*Excerpted passage*
Please pay attention to what you post, each your post contains unnecessary multiple quotes (I will remove them now). Use "preview" button to see what it will look like. You can also edit your posts for a short period of time.

So I want to post the steps I have understood

Step 1 Before Adsorption

No of moles of acetic acid in the solution=50X0.6=3milli moles(n factor of acetic acid is 1 so Normality=Molarity)

Step 2
No of mole of acetic acid after adsorption=50(volume is not changing which I don't understand)X0.042=2.1 millimoles

Step 3
Moles adsorbed= O.9millimoles

Step 4

Weight of acetic acid=0.9X60/1000=54mg
My textbook gives the answer as 18mg...what did I do wrong now and can you tell me more about when to keep volume constant
 
Hydrous Caperilla said:
Weight of acetic acid=0.9X60/1000=54mg

That's correct.

Raw data:
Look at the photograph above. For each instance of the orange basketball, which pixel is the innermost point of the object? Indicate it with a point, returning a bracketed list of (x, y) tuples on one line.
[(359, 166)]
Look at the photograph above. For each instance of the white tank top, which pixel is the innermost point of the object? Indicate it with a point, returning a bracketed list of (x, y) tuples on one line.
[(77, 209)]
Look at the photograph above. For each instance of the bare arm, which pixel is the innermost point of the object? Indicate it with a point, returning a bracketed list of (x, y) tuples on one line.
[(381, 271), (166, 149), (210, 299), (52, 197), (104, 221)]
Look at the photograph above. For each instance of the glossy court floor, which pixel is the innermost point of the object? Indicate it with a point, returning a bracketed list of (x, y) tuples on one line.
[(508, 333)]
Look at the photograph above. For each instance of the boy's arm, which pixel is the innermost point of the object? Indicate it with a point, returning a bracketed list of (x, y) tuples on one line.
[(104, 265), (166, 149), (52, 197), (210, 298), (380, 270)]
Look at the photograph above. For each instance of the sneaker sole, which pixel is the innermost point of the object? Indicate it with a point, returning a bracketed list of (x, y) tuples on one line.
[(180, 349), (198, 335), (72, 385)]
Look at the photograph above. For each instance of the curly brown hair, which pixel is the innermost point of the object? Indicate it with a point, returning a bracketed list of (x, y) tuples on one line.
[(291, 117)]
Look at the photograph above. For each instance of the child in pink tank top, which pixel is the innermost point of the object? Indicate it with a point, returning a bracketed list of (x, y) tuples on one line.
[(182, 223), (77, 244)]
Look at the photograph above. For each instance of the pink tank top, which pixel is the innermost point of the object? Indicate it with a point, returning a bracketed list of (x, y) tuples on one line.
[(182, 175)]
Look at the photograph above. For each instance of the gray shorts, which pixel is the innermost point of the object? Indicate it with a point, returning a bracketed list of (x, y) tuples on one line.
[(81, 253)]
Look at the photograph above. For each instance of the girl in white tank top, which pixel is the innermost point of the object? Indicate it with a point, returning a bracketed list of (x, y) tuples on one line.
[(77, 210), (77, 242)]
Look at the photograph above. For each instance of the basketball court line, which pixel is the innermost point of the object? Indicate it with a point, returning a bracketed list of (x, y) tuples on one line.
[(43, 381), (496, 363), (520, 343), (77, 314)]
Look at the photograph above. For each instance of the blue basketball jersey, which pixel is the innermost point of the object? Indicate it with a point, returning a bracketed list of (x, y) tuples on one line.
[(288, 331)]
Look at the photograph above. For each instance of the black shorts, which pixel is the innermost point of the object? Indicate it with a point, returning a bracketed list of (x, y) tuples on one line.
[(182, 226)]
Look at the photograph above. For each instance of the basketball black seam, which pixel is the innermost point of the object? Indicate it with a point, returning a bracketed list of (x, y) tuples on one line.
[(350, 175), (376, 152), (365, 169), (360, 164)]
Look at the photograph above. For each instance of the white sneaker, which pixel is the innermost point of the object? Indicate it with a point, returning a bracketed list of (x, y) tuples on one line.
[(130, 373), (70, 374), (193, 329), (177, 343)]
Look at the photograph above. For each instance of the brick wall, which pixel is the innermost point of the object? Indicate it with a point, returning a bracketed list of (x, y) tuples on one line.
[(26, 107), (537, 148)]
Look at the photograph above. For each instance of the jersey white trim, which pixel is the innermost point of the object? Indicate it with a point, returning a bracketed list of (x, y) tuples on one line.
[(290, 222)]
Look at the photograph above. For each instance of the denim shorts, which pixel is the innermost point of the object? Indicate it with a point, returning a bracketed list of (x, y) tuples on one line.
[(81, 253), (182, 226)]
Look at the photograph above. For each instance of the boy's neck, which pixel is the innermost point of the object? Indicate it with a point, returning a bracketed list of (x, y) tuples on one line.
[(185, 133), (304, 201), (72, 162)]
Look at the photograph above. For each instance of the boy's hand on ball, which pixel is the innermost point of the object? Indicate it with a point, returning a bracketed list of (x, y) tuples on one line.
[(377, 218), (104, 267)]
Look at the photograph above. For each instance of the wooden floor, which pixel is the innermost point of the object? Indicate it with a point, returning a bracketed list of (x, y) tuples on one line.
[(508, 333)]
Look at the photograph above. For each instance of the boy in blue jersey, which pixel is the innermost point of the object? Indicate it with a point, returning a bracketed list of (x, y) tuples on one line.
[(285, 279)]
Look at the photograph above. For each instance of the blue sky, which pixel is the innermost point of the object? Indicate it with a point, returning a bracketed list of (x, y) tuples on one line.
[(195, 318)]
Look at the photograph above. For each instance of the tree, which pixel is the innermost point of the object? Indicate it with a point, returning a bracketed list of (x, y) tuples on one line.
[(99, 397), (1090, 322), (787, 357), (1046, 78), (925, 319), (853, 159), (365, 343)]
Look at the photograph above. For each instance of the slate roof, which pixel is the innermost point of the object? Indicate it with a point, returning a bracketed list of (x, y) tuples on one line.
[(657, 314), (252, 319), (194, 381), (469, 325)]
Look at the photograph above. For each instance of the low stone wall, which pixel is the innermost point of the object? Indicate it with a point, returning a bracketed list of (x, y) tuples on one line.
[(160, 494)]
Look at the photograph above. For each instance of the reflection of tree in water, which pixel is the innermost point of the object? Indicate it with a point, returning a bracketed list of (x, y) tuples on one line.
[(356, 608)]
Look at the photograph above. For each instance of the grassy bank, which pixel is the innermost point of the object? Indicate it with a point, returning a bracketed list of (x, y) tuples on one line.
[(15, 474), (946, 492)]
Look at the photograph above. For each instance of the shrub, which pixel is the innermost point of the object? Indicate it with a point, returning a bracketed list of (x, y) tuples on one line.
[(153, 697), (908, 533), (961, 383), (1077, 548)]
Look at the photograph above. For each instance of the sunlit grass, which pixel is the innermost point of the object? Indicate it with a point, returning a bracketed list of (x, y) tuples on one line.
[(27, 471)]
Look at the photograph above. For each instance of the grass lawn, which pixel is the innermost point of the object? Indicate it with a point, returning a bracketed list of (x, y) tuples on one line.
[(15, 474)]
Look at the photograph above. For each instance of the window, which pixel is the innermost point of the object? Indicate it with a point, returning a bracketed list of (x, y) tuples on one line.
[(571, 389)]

*Your goal*
Can you write what comes next in the forum thread on acetic acid adsorption, starting right after its final line? You won't need the data at all.

*Written response*
Hydrous Caperilla said:
My textbook gives the answer as 18mg

Looks OK.

Hydrous Caperilla said:
what did I do wrong

Reread the question, you have missed something.

Hydrous Caperilla said:
when to keep volume constant

Almost always, only when the concentration changes are huge it really matters.

0.06 M acetic acid contains 3.6 g of acetic acid per liter.
0.042 M acetic acid contains 2.5 g of acetic acid per liter.
The difference is 1.1 g. Imagine removing the acid from the solution - you are removing 1 g from 1000 g, so you can expect volume change in the 0.1% range at best. Negligible.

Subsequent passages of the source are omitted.